━━━ SELECTED EXTRACT ━━━
# GPS data



## awp (May 12, 2012)

Is there an easy way to copy GPS data from one picture and apply it to others?  I'm thinking of getting a Nikon GP-1 type unit but I almost always work with two cameras. Do I need to buy one for each body?


----------



## b_gossweiler (May 12, 2012)

Andrew,

Synchronize Metadata will let you sync GPS info:



OTOH, if you would get a GPS track logger, you could tag all your photos after importing based on a tracklog, independant of what camera they came from.

Beat


----------



## Jim Wilde (May 12, 2012)

Beat, I see that Camera Info section in the Sync Metadata dialog on LR4, but not in LR3. Do you see it in LR3?


----------



## b_gossweiler (May 12, 2012)

TNG said:


> Beat, I see that Camera Info section in the Sync Metadata dialog on LR4, but not in LR3. Do you see it in LR3?



No I don't, and I was missing the fact that we're talking LR3 here.

I think in this case Jeffrey's Geoencoding plug-in would be the only way to copy GPS data, but only into the so called "shadow GPS data" that can be filled by the plug-in. The same applies to tag pictures based on a tracklog.

Beat


----------



## awp (May 13, 2012)

Sorry I use LR 4. Have now updated my profile. I'll have a look at GPS trackers.


----------



## mhilbush (May 13, 2012)

FWIW, I picked up a Qstarz BT-Q1000XT on Amazon a few weeks ago.  I used it on a recent trip to the Peruvian Amazon and it worked fantastic.  Lr4 made easy work of geo-tagging all my photos.
━━━ RECORDS SUPPLIED ━━━
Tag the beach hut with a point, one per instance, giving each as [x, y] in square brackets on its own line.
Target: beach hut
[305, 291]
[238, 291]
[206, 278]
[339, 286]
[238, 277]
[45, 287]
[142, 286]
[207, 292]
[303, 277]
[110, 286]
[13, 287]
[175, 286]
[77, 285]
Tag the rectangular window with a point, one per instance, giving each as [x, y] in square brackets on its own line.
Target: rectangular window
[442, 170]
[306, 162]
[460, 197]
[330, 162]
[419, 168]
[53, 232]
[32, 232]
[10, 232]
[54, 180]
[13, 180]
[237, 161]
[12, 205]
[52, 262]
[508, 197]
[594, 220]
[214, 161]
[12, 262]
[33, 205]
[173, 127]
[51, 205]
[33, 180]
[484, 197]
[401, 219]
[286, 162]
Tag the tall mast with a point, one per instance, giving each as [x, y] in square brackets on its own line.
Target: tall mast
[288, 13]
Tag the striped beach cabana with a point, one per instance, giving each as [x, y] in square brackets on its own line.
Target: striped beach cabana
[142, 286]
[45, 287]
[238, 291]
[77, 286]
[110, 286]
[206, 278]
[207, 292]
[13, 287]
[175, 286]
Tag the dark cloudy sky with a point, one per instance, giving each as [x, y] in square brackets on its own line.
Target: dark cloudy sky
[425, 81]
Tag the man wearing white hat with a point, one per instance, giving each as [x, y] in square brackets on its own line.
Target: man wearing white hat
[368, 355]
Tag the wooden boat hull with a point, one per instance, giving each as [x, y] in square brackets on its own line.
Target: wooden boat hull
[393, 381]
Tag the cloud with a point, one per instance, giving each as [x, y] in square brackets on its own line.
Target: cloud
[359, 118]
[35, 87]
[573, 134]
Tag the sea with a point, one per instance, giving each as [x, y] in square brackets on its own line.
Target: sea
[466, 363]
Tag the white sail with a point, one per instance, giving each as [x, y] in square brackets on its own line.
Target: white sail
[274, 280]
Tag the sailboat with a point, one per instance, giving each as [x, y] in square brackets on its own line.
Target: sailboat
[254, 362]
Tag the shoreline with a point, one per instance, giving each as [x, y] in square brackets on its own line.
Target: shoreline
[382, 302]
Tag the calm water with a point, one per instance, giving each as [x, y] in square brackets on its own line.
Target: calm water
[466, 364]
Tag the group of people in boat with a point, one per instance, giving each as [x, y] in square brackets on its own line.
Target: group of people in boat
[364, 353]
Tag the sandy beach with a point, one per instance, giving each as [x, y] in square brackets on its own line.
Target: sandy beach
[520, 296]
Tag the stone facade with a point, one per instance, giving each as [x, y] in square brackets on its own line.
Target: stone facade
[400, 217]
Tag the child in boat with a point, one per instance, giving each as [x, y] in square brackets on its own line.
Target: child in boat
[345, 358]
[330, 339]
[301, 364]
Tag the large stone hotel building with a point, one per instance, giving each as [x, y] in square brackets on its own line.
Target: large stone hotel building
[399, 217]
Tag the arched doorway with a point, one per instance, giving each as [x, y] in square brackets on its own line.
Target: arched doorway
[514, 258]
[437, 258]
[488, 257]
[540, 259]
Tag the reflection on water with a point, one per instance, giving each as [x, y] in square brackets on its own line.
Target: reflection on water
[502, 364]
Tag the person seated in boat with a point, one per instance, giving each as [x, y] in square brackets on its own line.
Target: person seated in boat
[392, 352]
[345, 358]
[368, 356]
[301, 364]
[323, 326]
━━━
━━━ RECORDS SUPPLIED ━━━
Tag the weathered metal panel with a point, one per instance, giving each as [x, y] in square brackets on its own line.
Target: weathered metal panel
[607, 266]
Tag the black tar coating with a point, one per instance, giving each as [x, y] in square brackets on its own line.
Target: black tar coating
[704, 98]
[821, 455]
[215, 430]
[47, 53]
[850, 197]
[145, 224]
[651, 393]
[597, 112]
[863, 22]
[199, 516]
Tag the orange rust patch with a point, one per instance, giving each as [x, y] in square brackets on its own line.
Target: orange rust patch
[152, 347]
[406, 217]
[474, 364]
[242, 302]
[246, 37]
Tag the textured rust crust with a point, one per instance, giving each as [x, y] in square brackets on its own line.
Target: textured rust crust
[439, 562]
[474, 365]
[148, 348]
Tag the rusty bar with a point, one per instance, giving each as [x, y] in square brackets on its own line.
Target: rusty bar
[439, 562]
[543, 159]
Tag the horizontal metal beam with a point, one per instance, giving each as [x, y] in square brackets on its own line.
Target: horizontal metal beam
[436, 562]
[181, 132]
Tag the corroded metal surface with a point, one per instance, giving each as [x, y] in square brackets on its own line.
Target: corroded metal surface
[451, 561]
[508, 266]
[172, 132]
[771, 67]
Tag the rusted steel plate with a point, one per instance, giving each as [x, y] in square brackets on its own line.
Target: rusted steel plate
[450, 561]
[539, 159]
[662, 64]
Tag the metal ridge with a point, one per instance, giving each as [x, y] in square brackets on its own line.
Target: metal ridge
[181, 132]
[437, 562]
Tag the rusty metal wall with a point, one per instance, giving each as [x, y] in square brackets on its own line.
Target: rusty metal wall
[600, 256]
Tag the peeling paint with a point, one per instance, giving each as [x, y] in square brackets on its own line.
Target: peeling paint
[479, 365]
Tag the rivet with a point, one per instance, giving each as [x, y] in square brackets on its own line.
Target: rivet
━━━
THINGS TO DO
A – Do the following statements agree with the GPS data thread? (i) The first poster almost always works with two cameras. (ii) Jim Wilde sees the Camera Info section in the Sync Metadata dialog in LR3. (iii) mhilbush bought a Qstarz BT-Q1000XT on eBay. For each, answer yes or no and quote the words from the thread that decide it.
B – Reproduce the passage of the GPS data thread that begins at the words "FWIW, I picked" and stops after "all my photos.".
The records were taken from a different source than the thread.

SET OF ANSWERS
A –
(i) Yes: "I almost always work with two cameras"
(ii) No: "I see that Camera Info section in the Sync Metadata dialog on LR4, but not in LR3"
(iii) No: "I picked up a Qstarz BT-Q1000XT on Amazon"

B –
FWIW, I picked up a Qstarz BT-Q1000XT on Amazon a few weeks ago.  I used it on a recent trip to the Peruvian Amazon and it worked fantastic.  Lr4 made easy work of geo-tagging all my photos.